*Prompt*. Transcribe the full listing below exactly.

*Records to use*.
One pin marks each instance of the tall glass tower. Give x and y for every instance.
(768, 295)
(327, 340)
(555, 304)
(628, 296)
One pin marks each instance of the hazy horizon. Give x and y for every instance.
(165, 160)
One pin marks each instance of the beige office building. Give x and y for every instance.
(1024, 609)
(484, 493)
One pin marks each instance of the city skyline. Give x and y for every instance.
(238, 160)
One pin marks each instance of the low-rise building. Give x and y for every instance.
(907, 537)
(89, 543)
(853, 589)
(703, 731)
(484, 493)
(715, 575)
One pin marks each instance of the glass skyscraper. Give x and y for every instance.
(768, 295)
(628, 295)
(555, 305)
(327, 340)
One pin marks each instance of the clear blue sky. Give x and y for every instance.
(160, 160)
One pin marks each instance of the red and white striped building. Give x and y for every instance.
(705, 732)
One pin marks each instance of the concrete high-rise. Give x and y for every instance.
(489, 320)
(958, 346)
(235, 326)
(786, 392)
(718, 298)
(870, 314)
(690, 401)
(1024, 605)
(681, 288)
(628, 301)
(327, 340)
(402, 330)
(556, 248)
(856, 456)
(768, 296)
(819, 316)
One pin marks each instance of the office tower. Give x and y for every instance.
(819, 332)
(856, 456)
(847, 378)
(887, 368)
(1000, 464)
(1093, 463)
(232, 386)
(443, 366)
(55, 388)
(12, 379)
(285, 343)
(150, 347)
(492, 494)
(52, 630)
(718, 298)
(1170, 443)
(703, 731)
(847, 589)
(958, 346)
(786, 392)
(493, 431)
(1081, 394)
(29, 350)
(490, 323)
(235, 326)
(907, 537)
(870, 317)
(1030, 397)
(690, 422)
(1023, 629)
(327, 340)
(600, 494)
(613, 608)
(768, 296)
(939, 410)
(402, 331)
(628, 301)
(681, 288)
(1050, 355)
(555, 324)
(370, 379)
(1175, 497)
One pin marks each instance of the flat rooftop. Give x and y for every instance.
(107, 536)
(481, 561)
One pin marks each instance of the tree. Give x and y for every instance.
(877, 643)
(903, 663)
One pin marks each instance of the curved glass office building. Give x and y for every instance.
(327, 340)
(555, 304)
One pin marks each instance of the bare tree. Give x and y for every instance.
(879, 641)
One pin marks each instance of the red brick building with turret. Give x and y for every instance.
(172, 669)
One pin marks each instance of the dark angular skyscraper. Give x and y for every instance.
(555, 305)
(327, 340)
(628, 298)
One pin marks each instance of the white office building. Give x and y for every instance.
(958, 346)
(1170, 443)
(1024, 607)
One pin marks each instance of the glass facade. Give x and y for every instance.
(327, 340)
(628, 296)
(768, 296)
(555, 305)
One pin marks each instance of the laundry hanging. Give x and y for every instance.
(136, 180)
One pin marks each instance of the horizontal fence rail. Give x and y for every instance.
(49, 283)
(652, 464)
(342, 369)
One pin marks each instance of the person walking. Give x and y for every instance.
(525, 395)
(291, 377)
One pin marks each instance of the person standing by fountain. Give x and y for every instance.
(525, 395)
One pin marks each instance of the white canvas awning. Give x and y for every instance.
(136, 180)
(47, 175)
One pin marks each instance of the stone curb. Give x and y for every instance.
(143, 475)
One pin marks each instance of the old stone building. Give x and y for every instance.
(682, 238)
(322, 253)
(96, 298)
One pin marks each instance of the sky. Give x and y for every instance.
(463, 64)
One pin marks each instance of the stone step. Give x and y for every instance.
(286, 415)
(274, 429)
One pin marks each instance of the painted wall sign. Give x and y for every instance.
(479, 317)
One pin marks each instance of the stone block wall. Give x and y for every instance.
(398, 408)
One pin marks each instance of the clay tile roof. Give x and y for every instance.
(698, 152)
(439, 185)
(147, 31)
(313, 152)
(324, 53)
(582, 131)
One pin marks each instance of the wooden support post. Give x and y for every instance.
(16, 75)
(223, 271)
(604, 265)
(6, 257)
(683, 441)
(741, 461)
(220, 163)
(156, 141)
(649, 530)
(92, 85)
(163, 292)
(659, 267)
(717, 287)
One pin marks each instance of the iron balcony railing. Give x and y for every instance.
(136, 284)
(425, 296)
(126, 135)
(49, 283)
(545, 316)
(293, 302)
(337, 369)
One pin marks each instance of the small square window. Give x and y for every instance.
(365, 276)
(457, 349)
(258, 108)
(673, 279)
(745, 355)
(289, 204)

*Task response*.
One pin marks each instance of the tall glass tower. Give x and y for every instance.
(768, 295)
(327, 340)
(555, 304)
(628, 296)
One pin marks each instance of the hazy horizon. Give x and y for every instance.
(165, 160)
One pin marks each instance of the beige office building. Give x and y for every instance.
(1024, 609)
(484, 493)
One pin marks each instance of the city skyline. Give x and y for every instance.
(238, 160)
One pin marks each instance of the low-rise building. Give x and y for every instance.
(907, 537)
(89, 543)
(853, 589)
(703, 731)
(484, 493)
(715, 575)
One pin marks each instance of the glass skyscraper. Give x and y for every instance.
(768, 295)
(628, 295)
(555, 305)
(327, 340)
One pin marks each instance of the clear blue sky. Give x and y for every instance.
(160, 160)
One pin marks each instance of the red and white striped building. Give x and y for every instance.
(705, 732)
One pin marks each instance of the concrete high-rise. Give x and y for every instance.
(489, 320)
(958, 346)
(235, 326)
(786, 392)
(718, 298)
(870, 314)
(690, 401)
(1024, 605)
(681, 288)
(628, 301)
(327, 340)
(402, 330)
(556, 248)
(856, 456)
(768, 296)
(819, 316)
One pin marks each instance of the office tower. Give x and y for every instance.
(819, 332)
(856, 456)
(847, 378)
(887, 368)
(1000, 464)
(1093, 463)
(232, 386)
(443, 366)
(55, 388)
(12, 379)
(285, 343)
(150, 347)
(492, 494)
(52, 630)
(718, 298)
(1170, 443)
(703, 731)
(847, 589)
(958, 346)
(786, 392)
(493, 431)
(1081, 394)
(29, 350)
(490, 323)
(235, 326)
(907, 537)
(870, 317)
(1030, 397)
(690, 422)
(1023, 629)
(327, 340)
(600, 494)
(613, 608)
(768, 296)
(939, 410)
(402, 331)
(628, 301)
(681, 288)
(1050, 355)
(555, 324)
(370, 379)
(1175, 497)
One pin marks each instance of the flat rooftop. Give x and y for every instance.
(107, 536)
(481, 561)
One pin marks each instance of the tree. Give x and y for every instance.
(877, 643)
(903, 663)
One pin marks each instance of the curved glass office building. Give x and y for every instance.
(327, 340)
(555, 304)
One pin marks each instance of the bare tree. Give x and y for every instance.
(879, 641)
One pin marks each instance of the red brick building with turret. Give x and y for every instance.
(172, 669)
One pin marks each instance of the dark angular skyscraper. Give x and y for every instance.
(555, 305)
(327, 340)
(628, 298)
One pin marks each instance of the white office building. Give x and y for every instance.
(958, 346)
(1170, 443)
(1024, 607)
One pin marks each instance of the glass facade. Give x and y for every instance.
(327, 340)
(628, 296)
(768, 296)
(555, 305)
One pin marks each instance of the laundry hanging. Give x and y for every instance.
(136, 180)
One pin marks each instance of the horizontal fence rail. Give x and y for every instance.
(49, 283)
(652, 464)
(342, 369)
One pin marks each instance of the person walking. Give x and y for every instance.
(525, 395)
(291, 377)
One pin marks each instance of the person standing by fountain. Give x and y for every instance.
(525, 395)
One pin marks each instance of the white canvas awning. Give x and y for every instance.
(136, 180)
(47, 175)
One pin marks each instance of the stone curb. Give x and y for every instance.
(143, 475)
One pin marks each instance of the old stone building. Give x and y for every instance.
(682, 238)
(322, 253)
(96, 298)
One pin marks each instance of the sky. Give x and y for every instance.
(463, 64)
One pin marks each instance of the stone step. Give x and y for every instance.
(286, 415)
(274, 429)
One pin marks each instance of the painted wall sign. Give x and y for every instance.
(479, 317)
One pin marks each instance of the stone block wall. Give x and y for every instance.
(398, 408)
One pin marks each instance of the clay tile roof. Give x and y for every instance.
(698, 152)
(439, 185)
(147, 31)
(313, 152)
(324, 53)
(582, 131)
One pin marks each instance of the wooden support post. Give x and y for every instance.
(16, 75)
(223, 271)
(604, 265)
(6, 257)
(683, 441)
(741, 461)
(220, 163)
(156, 141)
(649, 530)
(92, 85)
(163, 292)
(659, 267)
(717, 287)
One pin marks each instance of the iron balcony railing. Give x and y for every instance.
(136, 284)
(425, 296)
(126, 135)
(49, 283)
(545, 316)
(293, 302)
(337, 369)
One pin marks each instance of the small square window. Give x and y for every instance.
(365, 276)
(457, 349)
(258, 108)
(673, 279)
(745, 355)
(289, 204)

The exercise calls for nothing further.